**Tarefas a realizar:**
a) Resuma em duas frases o texto sobre a viagem à Guiné-Bissau.
b) Dê continuidade ao texto sobre a viagem à Guiné-Bissau, começando logo após a última frase apresentada.

Viagem até Bissau - 1
A partida
Comecei a escrever este texto, sobre uma viagem que fiz com um grupo de amigos entre Abril e Maio de 2013 à Guiné Bissau, para meu arquivo pessoal e memória futura. Só mais tarde decidi dividi-lo em vários postais, que aqui passo a publicar.
É habitual dizer-se que a preparação de uma viagem é uma viagem em si mesmo. Realizá-la é já a sua segunda versão e notei agora que escrever sobre ela é como acrescentar-lhe uma terceira camada. Gostei de o fazer.
A coisa vestiu-se, desde o início, de missão humanitária. Acondicionados dentro dessa embalagem, conseguimos combinar a descoberta da Guiné-Bissau – um país a que estamos e estaremos sempre ligados – com a vontade de partilhar, contribuindo na ajuda que ali é prestada por voluntários, apenas motivados pelo que de melhor o ser humano pode ter, e que é a generosidade para com desconhecidos.

**Informação fornecida:**
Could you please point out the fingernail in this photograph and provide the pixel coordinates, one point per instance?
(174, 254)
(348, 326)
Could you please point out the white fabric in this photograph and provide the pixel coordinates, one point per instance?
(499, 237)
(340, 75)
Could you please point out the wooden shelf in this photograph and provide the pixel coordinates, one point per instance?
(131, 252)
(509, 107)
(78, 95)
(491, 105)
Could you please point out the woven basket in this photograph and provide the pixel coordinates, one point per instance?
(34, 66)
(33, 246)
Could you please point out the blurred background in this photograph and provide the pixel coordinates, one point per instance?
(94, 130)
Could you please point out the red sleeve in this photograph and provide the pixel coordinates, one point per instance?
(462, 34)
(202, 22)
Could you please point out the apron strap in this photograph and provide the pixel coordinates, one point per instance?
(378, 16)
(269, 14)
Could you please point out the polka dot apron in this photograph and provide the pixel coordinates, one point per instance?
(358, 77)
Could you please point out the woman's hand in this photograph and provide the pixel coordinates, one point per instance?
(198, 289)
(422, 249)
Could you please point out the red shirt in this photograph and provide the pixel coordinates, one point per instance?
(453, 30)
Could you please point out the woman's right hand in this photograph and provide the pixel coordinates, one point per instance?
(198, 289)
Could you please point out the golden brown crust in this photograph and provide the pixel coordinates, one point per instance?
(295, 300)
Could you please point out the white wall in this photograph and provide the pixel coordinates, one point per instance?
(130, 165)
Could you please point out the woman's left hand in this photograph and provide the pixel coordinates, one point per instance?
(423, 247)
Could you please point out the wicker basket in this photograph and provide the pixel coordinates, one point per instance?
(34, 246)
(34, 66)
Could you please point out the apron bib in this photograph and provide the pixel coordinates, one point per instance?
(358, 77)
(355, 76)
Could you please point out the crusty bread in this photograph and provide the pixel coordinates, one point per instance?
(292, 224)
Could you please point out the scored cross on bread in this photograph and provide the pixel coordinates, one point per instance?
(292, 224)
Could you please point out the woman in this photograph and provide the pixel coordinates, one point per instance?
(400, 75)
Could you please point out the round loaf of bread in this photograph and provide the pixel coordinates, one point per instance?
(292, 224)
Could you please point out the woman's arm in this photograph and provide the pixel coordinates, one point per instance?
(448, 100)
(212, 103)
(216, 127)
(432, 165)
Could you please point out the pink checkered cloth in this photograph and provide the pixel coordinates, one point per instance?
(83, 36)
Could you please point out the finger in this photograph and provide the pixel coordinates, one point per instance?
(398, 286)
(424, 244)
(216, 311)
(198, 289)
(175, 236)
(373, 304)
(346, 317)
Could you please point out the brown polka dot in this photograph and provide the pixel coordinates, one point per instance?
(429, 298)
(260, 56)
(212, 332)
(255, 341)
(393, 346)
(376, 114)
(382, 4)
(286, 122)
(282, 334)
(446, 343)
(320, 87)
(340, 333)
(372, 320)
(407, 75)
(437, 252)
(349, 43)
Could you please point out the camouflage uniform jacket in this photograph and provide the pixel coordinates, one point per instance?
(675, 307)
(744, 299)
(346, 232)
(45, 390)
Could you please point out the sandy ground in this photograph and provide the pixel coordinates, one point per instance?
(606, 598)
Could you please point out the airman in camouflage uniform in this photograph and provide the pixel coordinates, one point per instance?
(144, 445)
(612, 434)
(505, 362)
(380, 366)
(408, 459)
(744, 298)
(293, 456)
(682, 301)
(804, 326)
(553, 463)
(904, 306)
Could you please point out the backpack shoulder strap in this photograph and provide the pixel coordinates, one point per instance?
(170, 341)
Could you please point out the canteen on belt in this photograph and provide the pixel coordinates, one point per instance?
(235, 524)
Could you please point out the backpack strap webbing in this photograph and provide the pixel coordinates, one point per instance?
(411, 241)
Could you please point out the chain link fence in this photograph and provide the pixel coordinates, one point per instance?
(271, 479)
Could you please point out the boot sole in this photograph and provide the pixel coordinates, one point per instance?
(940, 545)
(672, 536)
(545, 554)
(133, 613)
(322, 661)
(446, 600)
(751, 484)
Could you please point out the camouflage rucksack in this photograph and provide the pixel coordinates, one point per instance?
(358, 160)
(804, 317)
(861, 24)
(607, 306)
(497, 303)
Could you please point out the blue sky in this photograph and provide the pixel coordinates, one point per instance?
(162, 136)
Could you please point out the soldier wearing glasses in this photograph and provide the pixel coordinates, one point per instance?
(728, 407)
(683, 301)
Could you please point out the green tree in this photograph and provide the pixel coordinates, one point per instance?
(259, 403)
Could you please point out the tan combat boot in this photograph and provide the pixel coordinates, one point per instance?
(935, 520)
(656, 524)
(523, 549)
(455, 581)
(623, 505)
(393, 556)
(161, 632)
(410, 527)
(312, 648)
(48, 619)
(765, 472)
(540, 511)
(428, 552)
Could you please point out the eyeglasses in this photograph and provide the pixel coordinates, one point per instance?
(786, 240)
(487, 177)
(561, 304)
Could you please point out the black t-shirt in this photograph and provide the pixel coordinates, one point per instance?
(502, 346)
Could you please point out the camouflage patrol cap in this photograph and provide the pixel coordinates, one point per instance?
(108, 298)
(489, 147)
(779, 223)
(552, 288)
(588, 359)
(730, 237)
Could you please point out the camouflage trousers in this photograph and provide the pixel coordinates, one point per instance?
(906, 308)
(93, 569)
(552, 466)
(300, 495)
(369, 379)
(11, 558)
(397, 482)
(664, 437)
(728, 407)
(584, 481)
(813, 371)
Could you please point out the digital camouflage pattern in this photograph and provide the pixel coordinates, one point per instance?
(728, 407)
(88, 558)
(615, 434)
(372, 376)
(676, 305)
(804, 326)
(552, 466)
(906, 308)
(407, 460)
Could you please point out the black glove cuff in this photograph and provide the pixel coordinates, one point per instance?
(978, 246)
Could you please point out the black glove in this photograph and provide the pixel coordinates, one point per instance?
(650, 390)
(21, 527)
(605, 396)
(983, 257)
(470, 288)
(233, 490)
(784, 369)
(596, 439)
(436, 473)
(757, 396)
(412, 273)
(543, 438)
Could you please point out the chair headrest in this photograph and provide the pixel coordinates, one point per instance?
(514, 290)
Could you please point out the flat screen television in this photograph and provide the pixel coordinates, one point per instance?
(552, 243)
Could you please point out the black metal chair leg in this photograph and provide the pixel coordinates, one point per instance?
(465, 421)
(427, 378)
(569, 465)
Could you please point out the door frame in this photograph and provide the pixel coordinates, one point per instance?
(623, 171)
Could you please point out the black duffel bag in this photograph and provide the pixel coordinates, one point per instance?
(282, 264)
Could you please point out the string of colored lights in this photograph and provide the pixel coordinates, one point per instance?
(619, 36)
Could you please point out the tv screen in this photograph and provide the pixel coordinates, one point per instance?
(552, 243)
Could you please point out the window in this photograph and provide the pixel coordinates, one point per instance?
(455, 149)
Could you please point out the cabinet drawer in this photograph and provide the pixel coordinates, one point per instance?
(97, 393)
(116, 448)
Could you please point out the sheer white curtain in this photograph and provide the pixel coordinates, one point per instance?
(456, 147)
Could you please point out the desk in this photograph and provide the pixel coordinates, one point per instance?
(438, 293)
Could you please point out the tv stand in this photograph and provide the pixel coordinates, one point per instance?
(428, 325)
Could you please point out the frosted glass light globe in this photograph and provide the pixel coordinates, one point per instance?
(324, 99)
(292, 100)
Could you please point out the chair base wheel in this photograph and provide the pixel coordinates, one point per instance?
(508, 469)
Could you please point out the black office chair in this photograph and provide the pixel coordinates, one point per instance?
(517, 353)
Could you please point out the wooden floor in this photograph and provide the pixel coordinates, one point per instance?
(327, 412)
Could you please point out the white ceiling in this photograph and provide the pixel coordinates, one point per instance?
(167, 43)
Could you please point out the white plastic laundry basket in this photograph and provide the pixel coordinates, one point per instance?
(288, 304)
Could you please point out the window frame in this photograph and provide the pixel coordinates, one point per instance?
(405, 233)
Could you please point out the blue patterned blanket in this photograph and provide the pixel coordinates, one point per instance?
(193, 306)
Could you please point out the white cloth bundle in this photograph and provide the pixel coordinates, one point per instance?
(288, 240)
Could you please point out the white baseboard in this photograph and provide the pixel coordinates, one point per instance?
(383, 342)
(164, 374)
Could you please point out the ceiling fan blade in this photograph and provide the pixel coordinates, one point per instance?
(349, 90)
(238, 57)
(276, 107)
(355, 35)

**Respostas:**
a) O texto apresenta o início do relato de uma viagem à Guiné-Bissau, realizada com um grupo de amigos entre abril e maio de 2013, escrito primeiro para arquivo pessoal e só depois dividido em vários postais para publicação. Desde o início, a viagem assumiu a forma de missão humanitária, conciliando a descoberta do país com a vontade de partilhar e de contribuir para a ajuda ali prestada por voluntários movidos pela generosidade para com desconhecidos.

b)
Alguém do grupo conhecia alguém, que por sua vez conhecia outra pessoa ligada à Casa do Oeste - Fundação João XXIII sediada em Ribamar e que se dedica, entre outras coisas, a ajudar guineenses e que mantém uma presença contínua no país. Seguindo essa cadeia de dominó, acabámos por contactar a Fundação, onde fomos recebidos de braços abertos. Além de nos disponibilizarmos para transportar livros e alguns materiais escolares, contribuiríamos na forma da oferta dos nossos veículos a quem a Fundação entendesse serem úteis. Depois de uma ou duas reuniões e algumas horas de conversa, durante as quais recebemos uma enxurrada de detalhes operacionais para a viagem, começámos a preparar os carros e marcámos uma data.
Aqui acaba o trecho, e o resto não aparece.